Do this |
Select each line in the rows below that contains the word "distant" and copy it in full.

Data section |

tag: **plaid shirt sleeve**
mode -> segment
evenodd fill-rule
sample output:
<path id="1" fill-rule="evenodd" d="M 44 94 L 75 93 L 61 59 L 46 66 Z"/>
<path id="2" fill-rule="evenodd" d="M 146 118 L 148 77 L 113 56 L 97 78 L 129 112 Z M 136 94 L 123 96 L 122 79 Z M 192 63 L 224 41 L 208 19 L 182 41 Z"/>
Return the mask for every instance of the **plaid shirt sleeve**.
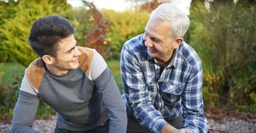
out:
<path id="1" fill-rule="evenodd" d="M 121 54 L 121 74 L 125 96 L 134 111 L 133 117 L 141 125 L 153 132 L 159 133 L 168 122 L 155 108 L 140 65 L 128 49 L 124 45 Z"/>
<path id="2" fill-rule="evenodd" d="M 202 95 L 203 72 L 201 64 L 190 73 L 193 75 L 186 83 L 182 95 L 183 127 L 193 133 L 206 133 L 208 131 L 206 119 L 203 115 Z"/>

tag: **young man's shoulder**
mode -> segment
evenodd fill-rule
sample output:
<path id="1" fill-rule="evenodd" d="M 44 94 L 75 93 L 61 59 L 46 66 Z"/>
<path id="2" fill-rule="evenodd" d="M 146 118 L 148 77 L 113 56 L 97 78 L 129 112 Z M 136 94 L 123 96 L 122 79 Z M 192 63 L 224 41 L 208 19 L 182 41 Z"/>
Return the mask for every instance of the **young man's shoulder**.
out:
<path id="1" fill-rule="evenodd" d="M 25 71 L 25 74 L 31 84 L 38 89 L 45 70 L 43 60 L 40 57 L 35 59 Z"/>

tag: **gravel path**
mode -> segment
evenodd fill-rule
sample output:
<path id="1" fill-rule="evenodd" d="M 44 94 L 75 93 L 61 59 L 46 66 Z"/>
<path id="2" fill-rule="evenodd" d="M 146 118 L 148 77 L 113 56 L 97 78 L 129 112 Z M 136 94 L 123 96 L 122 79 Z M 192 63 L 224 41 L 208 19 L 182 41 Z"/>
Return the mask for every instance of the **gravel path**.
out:
<path id="1" fill-rule="evenodd" d="M 238 118 L 237 117 L 224 116 L 222 119 L 208 119 L 208 125 L 212 129 L 230 133 L 254 133 L 256 132 L 256 119 Z M 33 128 L 42 133 L 52 133 L 56 125 L 55 117 L 45 120 L 36 120 Z M 10 124 L 0 123 L 0 133 L 10 132 Z"/>

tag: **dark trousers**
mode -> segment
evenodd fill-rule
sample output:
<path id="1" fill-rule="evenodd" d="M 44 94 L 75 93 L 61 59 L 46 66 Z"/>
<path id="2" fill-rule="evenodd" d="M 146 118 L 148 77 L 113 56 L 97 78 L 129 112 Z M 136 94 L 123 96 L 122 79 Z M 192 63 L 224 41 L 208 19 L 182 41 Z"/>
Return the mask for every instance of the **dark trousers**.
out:
<path id="1" fill-rule="evenodd" d="M 108 133 L 109 122 L 87 131 L 75 131 L 63 129 L 56 127 L 54 133 Z"/>
<path id="2" fill-rule="evenodd" d="M 173 127 L 180 129 L 183 124 L 183 117 L 180 116 L 167 122 Z M 137 120 L 132 118 L 128 118 L 127 133 L 151 133 L 147 129 L 141 126 Z"/>

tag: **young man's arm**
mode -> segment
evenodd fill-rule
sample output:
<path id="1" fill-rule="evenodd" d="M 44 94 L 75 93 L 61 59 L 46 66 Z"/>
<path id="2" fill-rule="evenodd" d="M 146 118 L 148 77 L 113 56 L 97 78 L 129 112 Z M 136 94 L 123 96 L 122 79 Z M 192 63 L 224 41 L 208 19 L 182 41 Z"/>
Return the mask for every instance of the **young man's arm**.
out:
<path id="1" fill-rule="evenodd" d="M 40 133 L 31 128 L 36 118 L 39 99 L 24 76 L 13 111 L 11 133 Z"/>
<path id="2" fill-rule="evenodd" d="M 109 132 L 126 133 L 126 108 L 121 94 L 103 58 L 97 52 L 94 52 L 93 56 L 91 73 L 97 76 L 93 80 L 101 97 L 103 105 L 108 110 Z M 96 74 L 99 72 L 100 73 Z"/>

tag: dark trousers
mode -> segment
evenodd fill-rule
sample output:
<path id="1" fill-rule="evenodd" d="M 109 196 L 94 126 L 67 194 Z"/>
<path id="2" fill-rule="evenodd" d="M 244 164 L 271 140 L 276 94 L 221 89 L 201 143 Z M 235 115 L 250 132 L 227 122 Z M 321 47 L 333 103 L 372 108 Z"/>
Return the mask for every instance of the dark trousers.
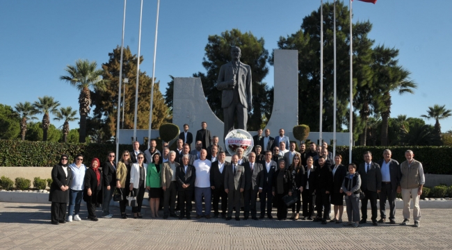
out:
<path id="1" fill-rule="evenodd" d="M 193 190 L 179 191 L 177 192 L 179 207 L 181 209 L 180 216 L 189 216 L 191 212 L 191 198 L 193 195 Z M 221 201 L 223 202 L 223 201 Z M 184 210 L 185 208 L 185 210 Z"/>
<path id="2" fill-rule="evenodd" d="M 128 186 L 126 185 L 126 187 Z M 127 200 L 126 198 L 130 193 L 130 190 L 129 188 L 121 188 L 121 191 L 122 192 L 122 201 L 120 201 L 120 210 L 121 210 L 121 213 L 125 213 L 126 206 L 127 206 Z"/>
<path id="3" fill-rule="evenodd" d="M 275 194 L 275 199 L 276 201 L 276 217 L 278 219 L 287 219 L 287 206 L 282 201 L 282 197 L 284 197 L 286 194 Z"/>
<path id="4" fill-rule="evenodd" d="M 314 203 L 316 195 L 312 194 L 312 191 L 304 190 L 301 193 L 303 199 L 303 217 L 314 217 Z"/>
<path id="5" fill-rule="evenodd" d="M 377 221 L 377 192 L 369 190 L 364 190 L 366 198 L 361 200 L 361 218 L 367 219 L 367 201 L 371 201 L 371 209 L 372 210 L 372 222 Z"/>
<path id="6" fill-rule="evenodd" d="M 225 187 L 221 186 L 219 188 L 216 188 L 212 190 L 213 194 L 213 214 L 218 215 L 218 203 L 220 203 L 220 198 L 221 198 L 221 215 L 226 216 L 227 212 L 227 194 L 225 192 Z"/>
<path id="7" fill-rule="evenodd" d="M 389 202 L 389 219 L 396 217 L 396 197 L 397 190 L 392 188 L 392 183 L 381 183 L 380 192 L 380 217 L 386 219 L 386 200 Z"/>
<path id="8" fill-rule="evenodd" d="M 141 206 L 143 206 L 143 199 L 145 197 L 145 185 L 138 188 L 134 188 L 134 195 L 136 195 L 136 203 L 138 205 L 132 207 L 132 212 L 141 212 Z"/>
<path id="9" fill-rule="evenodd" d="M 317 206 L 317 217 L 322 217 L 322 208 L 323 208 L 323 221 L 326 221 L 331 210 L 331 203 L 330 202 L 330 194 L 325 193 L 324 189 L 316 190 L 316 206 Z"/>
<path id="10" fill-rule="evenodd" d="M 88 218 L 96 217 L 96 203 L 86 201 L 86 210 L 88 210 Z"/>
<path id="11" fill-rule="evenodd" d="M 301 195 L 300 194 L 300 190 L 297 190 L 296 192 L 292 193 L 292 195 L 296 195 L 298 198 L 298 200 L 295 203 L 295 204 L 292 205 L 292 212 L 296 211 L 296 212 L 298 213 L 300 212 L 300 208 L 301 208 Z"/>
<path id="12" fill-rule="evenodd" d="M 271 188 L 262 190 L 262 192 L 259 194 L 259 199 L 261 201 L 261 216 L 265 215 L 265 208 L 267 208 L 267 215 L 271 215 L 272 201 L 273 194 L 271 193 Z"/>
<path id="13" fill-rule="evenodd" d="M 177 183 L 172 181 L 170 188 L 167 188 L 163 193 L 163 216 L 175 215 L 176 207 L 176 194 L 177 193 Z"/>
<path id="14" fill-rule="evenodd" d="M 58 223 L 65 220 L 66 216 L 66 203 L 52 202 L 50 208 L 52 223 Z"/>
<path id="15" fill-rule="evenodd" d="M 243 215 L 245 218 L 250 216 L 250 211 L 251 211 L 251 217 L 255 217 L 256 211 L 256 201 L 257 201 L 257 191 L 253 190 L 250 188 L 249 190 L 243 191 Z"/>

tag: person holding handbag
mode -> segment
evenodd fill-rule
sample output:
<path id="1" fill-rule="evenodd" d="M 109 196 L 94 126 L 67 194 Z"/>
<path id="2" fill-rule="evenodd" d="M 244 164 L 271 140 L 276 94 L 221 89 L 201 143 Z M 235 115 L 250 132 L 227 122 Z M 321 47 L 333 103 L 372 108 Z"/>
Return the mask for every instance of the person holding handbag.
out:
<path id="1" fill-rule="evenodd" d="M 99 166 L 100 166 L 99 159 L 92 159 L 90 168 L 85 173 L 84 180 L 83 200 L 86 201 L 88 219 L 93 222 L 99 220 L 96 217 L 96 206 L 97 204 L 102 204 L 104 199 L 102 173 L 99 169 Z"/>
<path id="2" fill-rule="evenodd" d="M 130 191 L 127 187 L 130 186 L 130 169 L 131 165 L 130 153 L 129 151 L 125 150 L 122 152 L 122 156 L 118 162 L 118 168 L 116 169 L 116 188 L 117 191 L 119 190 L 120 194 L 122 195 L 122 200 L 120 201 L 120 210 L 122 219 L 127 219 L 127 214 L 126 214 L 127 200 L 126 197 L 129 195 Z"/>
<path id="3" fill-rule="evenodd" d="M 292 180 L 289 171 L 286 169 L 286 162 L 283 159 L 278 161 L 279 168 L 273 174 L 272 194 L 275 197 L 277 212 L 279 220 L 287 219 L 287 206 L 283 197 L 287 194 L 292 195 Z"/>
<path id="4" fill-rule="evenodd" d="M 134 219 L 143 218 L 141 215 L 141 206 L 143 199 L 145 196 L 146 184 L 146 169 L 147 164 L 143 163 L 145 155 L 142 153 L 136 156 L 137 162 L 134 163 L 130 170 L 130 191 L 133 192 L 133 196 L 136 197 L 137 206 L 132 207 Z"/>
<path id="5" fill-rule="evenodd" d="M 346 205 L 348 222 L 344 226 L 360 226 L 360 192 L 361 192 L 361 178 L 356 172 L 354 163 L 348 165 L 348 173 L 344 178 L 342 191 L 346 194 Z M 352 222 L 355 222 L 353 224 Z"/>
<path id="6" fill-rule="evenodd" d="M 161 167 L 160 153 L 152 156 L 152 162 L 147 164 L 146 175 L 146 189 L 149 191 L 149 206 L 151 208 L 151 217 L 159 218 L 160 197 L 163 194 L 161 188 Z"/>
<path id="7" fill-rule="evenodd" d="M 52 183 L 50 185 L 49 201 L 51 201 L 51 224 L 58 225 L 66 223 L 66 203 L 69 202 L 69 185 L 72 179 L 72 173 L 69 166 L 69 160 L 65 154 L 61 155 L 60 162 L 51 169 Z"/>

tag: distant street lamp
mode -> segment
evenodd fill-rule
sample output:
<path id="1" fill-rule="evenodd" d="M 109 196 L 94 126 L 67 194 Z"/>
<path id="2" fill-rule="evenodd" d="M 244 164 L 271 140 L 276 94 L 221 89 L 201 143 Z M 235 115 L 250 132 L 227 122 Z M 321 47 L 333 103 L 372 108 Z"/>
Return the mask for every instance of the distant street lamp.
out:
<path id="1" fill-rule="evenodd" d="M 129 78 L 124 78 L 122 82 L 124 83 L 122 84 L 124 85 L 124 91 L 122 92 L 122 129 L 124 129 L 124 110 L 125 109 L 124 105 L 126 101 L 126 84 L 129 83 Z"/>

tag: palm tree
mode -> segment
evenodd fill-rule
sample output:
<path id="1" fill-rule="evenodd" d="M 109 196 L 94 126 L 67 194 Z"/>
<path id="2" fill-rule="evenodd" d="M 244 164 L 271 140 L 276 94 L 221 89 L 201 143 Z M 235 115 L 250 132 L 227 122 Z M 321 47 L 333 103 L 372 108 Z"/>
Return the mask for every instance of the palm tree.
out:
<path id="1" fill-rule="evenodd" d="M 97 69 L 95 61 L 90 62 L 88 60 L 79 59 L 75 65 L 67 65 L 65 70 L 68 76 L 61 76 L 60 79 L 65 81 L 80 90 L 79 104 L 80 108 L 80 129 L 79 142 L 85 142 L 86 137 L 86 117 L 91 110 L 91 93 L 90 88 L 103 90 L 105 89 L 104 81 L 101 78 L 102 69 Z"/>
<path id="2" fill-rule="evenodd" d="M 36 114 L 36 110 L 29 101 L 22 103 L 19 102 L 16 104 L 14 109 L 21 117 L 20 119 L 20 135 L 22 140 L 25 140 L 25 134 L 26 133 L 26 122 L 28 119 L 32 120 L 38 119 L 33 115 Z"/>
<path id="3" fill-rule="evenodd" d="M 55 118 L 56 121 L 64 120 L 65 123 L 63 124 L 63 141 L 67 142 L 67 134 L 69 133 L 69 122 L 74 122 L 79 118 L 76 117 L 75 115 L 77 114 L 77 110 L 72 110 L 72 107 L 68 106 L 66 108 L 60 108 L 59 110 L 55 112 Z"/>
<path id="4" fill-rule="evenodd" d="M 446 105 L 439 106 L 435 104 L 433 107 L 428 107 L 427 115 L 422 115 L 421 117 L 427 119 L 435 119 L 435 131 L 437 136 L 441 138 L 441 125 L 439 120 L 444 119 L 452 115 L 452 110 L 446 109 Z"/>
<path id="5" fill-rule="evenodd" d="M 55 101 L 54 97 L 44 96 L 44 97 L 38 97 L 39 101 L 36 101 L 33 106 L 36 110 L 37 113 L 44 114 L 42 117 L 42 140 L 47 140 L 47 131 L 50 126 L 50 117 L 49 113 L 55 114 L 58 110 L 56 108 L 60 106 L 60 102 Z"/>

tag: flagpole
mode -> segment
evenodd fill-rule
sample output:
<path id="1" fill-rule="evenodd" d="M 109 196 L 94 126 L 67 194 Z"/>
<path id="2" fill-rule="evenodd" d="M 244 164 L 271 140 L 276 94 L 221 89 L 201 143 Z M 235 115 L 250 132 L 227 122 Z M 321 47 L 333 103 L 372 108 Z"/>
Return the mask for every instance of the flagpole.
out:
<path id="1" fill-rule="evenodd" d="M 124 52 L 124 31 L 126 25 L 126 2 L 127 0 L 124 0 L 124 17 L 122 18 L 122 38 L 121 39 L 121 58 L 120 61 L 120 84 L 119 84 L 119 94 L 118 95 L 118 117 L 116 118 L 116 154 L 119 156 L 120 150 L 120 113 L 121 106 L 121 84 L 122 84 L 122 54 Z M 124 103 L 123 103 L 124 105 Z M 122 109 L 124 110 L 124 108 Z M 124 116 L 123 116 L 124 117 Z M 124 120 L 124 118 L 122 118 Z M 116 157 L 116 165 L 118 165 L 118 160 L 119 157 Z"/>
<path id="2" fill-rule="evenodd" d="M 323 115 L 323 0 L 320 1 L 320 122 L 318 144 L 322 144 L 322 118 Z"/>
<path id="3" fill-rule="evenodd" d="M 352 35 L 352 1 L 350 0 L 350 142 L 348 159 L 352 163 L 352 146 L 353 144 L 353 37 Z"/>
<path id="4" fill-rule="evenodd" d="M 140 8 L 140 28 L 138 31 L 138 56 L 136 59 L 136 83 L 135 90 L 135 115 L 134 117 L 134 141 L 136 138 L 136 119 L 138 111 L 138 78 L 140 78 L 140 49 L 141 48 L 141 19 L 143 17 L 143 0 L 141 0 L 141 8 Z"/>
<path id="5" fill-rule="evenodd" d="M 333 110 L 333 133 L 332 133 L 332 141 L 333 141 L 333 146 L 332 146 L 332 157 L 333 160 L 334 157 L 336 156 L 336 108 L 337 108 L 337 92 L 336 92 L 336 0 L 333 0 L 333 6 L 334 6 L 334 14 L 333 15 L 333 18 L 334 19 L 334 108 Z"/>
<path id="6" fill-rule="evenodd" d="M 147 141 L 151 140 L 151 131 L 152 127 L 152 104 L 154 103 L 154 79 L 155 78 L 155 58 L 157 52 L 157 29 L 159 28 L 159 9 L 160 0 L 157 0 L 157 17 L 155 21 L 155 40 L 154 40 L 154 62 L 152 63 L 152 84 L 151 85 L 151 109 L 149 111 L 149 131 L 147 131 Z M 148 149 L 149 149 L 149 143 Z"/>

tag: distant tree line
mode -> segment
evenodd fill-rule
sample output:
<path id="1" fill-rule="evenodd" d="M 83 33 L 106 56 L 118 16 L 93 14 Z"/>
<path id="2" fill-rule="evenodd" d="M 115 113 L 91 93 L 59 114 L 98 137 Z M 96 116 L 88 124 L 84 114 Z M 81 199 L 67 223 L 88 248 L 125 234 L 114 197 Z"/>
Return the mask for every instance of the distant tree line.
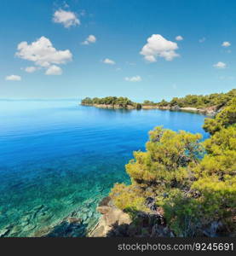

Answer in full |
tag: distant street lamp
Return the mask for every instance of the distant street lamp.
tag: distant tree line
Return the mask for every instance of the distant tree line.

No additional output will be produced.